2.1 Traditional reaction mechanisms
We model the OER over a (2x1) IrO2(110) surface by DFT calculations; all computational details can be found in section 1 of the SI. The stoichiometric (2x1) IrO2(110) surface, abbreviated
2Obr + 2*cus (cf. SI, Figure S1), contains two dissimilar Ir surface atoms with a different chemical environment, namely ‘cus’ and ‘bridge’ sites41. There is a consensus in the literature that the cus sites are the catalytically active centers for the OER or other surface reactions whereas the bridge sites are mainly spectators. Note that the bridge sites can still be involved in the OER, as oxygen atoms at the Ir bridge site can serve as a Brønsted base by accepting a proton during the elementary steps of the OER (cf. SI, section 3.2 and 3.3).42,43
To gain insight into the surface configuration of IrO2 during the OER, we apply the concept of surface Pourbaix diagrams to identify thermodynamically stable structure under anodic conditions.44–47 A detailed discussion of the Pourbaix approach is provided in section 2 of the SI. Figure 1a indicates the DFT-based Pourbaix diagram of a single-crystalline IrO2(110) electrode as a function of applied electrode potential and pH.
Figure 1. a) Pourbaix diagram for IrO2(110), indicating the thermodynamically most stable surface phase as a function of applied electrode potential, U, and pH. The white dotted line represents the OER equilibrium potential, U0OER = 1.23 V vs. reversible hydrogen electrode (RHE). While a partly hydroxylated IrO2(110) surface is observed at electrode potentials exceeding the OER equilibrium potential, we consider four different surface motifs for our mechanistic studies due to their comparable energetics under OER conditions: b) fully hydroxylated surface (2OHbr + 2 *cus-OHot), c) partly hydroxylated surface (2Obr + 2*cus-OHot), d) fully oxygen-covered surface (2Obr + 2*cus-Oot), and e) partly OOH-terminated surface (2Obr + 1*cus-OOHot 1*cus-Oot).
Figure 1a reveals that depending on the applied electrode potential, different hydroxylated, oxygen-covered, and OOH-covered surfaces are energetically preferred. To this end, we select four different surface configurations (cf. Figure 1b-e) with comparable energetics under typical OER conditions (U > 1.23 V vs. RHE) as the starting point for our mechanistic analyses. Initially, we consider five different reaction mechanisms, namely the mononuclear, bifunctional I, bifunctional II, oxide, and binuclear descriptions (cf. SI, section 3).48–51 These pathways are summarized in Fig. 2 by a network of elementary steps using the example of the fully oxygen-covered surface (cf. Figure 1d).

══════════════════════════════

**Direction**
Using the IrO2(110) section above, decide whether each statement agrees with it. Answer yes or no and quote the deciding words. (a) The cus sites are regarded as the catalytically active centers for the OER. (b) The mechanistic analysis initially considers four reaction mechanisms. (c) In the Pourbaix diagram, the white dotted line marks the OER equilibrium potential of 1.23 V vs. RHE.

══════════════════════════════

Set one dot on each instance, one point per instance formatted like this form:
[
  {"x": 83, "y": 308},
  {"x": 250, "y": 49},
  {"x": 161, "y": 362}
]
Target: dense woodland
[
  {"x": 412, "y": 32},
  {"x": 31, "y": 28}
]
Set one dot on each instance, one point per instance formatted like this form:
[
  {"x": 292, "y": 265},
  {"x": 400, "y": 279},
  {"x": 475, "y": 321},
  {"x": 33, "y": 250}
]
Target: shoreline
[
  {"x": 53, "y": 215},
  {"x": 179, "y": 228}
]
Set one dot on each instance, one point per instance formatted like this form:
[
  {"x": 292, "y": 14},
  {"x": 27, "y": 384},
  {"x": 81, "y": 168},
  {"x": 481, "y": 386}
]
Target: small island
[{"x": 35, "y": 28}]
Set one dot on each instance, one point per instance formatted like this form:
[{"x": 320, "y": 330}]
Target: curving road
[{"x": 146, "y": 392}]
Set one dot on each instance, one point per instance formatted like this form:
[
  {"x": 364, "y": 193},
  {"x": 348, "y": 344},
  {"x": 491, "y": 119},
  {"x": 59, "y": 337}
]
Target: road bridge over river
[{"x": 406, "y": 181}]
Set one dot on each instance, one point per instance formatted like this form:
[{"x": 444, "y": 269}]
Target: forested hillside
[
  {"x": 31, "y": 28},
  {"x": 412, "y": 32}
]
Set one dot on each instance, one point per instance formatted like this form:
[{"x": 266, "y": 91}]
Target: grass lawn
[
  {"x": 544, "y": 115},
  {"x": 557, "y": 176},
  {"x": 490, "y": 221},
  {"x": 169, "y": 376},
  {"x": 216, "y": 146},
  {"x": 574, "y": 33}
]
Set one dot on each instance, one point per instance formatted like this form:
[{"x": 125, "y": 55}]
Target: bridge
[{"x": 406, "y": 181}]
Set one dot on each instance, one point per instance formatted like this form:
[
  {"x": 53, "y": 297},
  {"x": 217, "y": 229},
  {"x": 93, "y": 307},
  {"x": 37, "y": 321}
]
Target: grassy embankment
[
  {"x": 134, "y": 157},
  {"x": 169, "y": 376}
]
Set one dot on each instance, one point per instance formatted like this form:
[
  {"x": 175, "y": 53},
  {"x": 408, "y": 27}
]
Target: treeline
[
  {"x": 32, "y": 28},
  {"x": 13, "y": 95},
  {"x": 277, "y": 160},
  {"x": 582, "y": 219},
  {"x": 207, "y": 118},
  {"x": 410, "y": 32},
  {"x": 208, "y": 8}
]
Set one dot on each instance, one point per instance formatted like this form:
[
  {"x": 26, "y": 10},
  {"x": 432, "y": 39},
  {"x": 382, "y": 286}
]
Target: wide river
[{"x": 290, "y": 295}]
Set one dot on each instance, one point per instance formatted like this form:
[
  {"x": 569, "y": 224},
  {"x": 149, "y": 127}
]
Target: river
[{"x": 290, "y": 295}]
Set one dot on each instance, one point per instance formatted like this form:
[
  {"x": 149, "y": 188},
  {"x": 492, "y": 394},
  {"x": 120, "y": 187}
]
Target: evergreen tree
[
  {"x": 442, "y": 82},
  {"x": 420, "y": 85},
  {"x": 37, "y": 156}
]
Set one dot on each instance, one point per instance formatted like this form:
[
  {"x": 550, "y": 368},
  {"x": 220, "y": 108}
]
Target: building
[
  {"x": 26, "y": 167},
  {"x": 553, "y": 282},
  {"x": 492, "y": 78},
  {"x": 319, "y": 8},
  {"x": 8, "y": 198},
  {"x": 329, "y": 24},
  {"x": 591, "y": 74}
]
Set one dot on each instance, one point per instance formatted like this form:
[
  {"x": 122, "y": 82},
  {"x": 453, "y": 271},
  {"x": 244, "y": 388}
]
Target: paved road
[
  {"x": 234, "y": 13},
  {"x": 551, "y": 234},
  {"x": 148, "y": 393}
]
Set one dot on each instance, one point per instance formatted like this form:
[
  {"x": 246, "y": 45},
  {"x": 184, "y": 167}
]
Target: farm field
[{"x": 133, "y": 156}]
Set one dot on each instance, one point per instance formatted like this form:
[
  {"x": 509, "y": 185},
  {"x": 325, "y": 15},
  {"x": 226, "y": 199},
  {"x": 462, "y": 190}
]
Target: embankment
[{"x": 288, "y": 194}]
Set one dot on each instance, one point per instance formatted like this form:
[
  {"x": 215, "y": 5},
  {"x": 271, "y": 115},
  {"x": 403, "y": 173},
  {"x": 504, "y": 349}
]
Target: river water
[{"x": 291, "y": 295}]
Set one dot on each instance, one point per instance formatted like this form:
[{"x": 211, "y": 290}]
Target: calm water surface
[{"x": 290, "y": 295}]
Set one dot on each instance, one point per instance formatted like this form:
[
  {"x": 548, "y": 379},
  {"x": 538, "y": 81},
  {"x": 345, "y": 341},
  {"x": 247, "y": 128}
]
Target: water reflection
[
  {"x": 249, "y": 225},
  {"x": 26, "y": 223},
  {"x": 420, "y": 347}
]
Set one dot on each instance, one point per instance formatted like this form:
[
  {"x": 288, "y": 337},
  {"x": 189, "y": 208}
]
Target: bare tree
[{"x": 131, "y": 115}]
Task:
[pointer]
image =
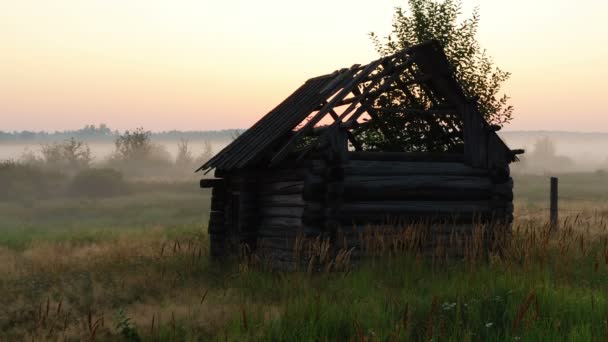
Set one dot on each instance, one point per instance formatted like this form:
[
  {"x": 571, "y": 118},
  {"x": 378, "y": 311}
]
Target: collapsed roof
[{"x": 414, "y": 86}]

══════════════════════════════

**Answer to the task**
(a) Yes: "There is a consensus in the literature that the cus sites are the catalytically active centers for the OER or other surface reactions"
(b) No: "Initially, we consider five different reaction mechanisms"
(c) Yes: "The white dotted line represents the OER equilibrium potential, U0OER = 1.23 V vs. reversible hydrogen electrode (RHE)."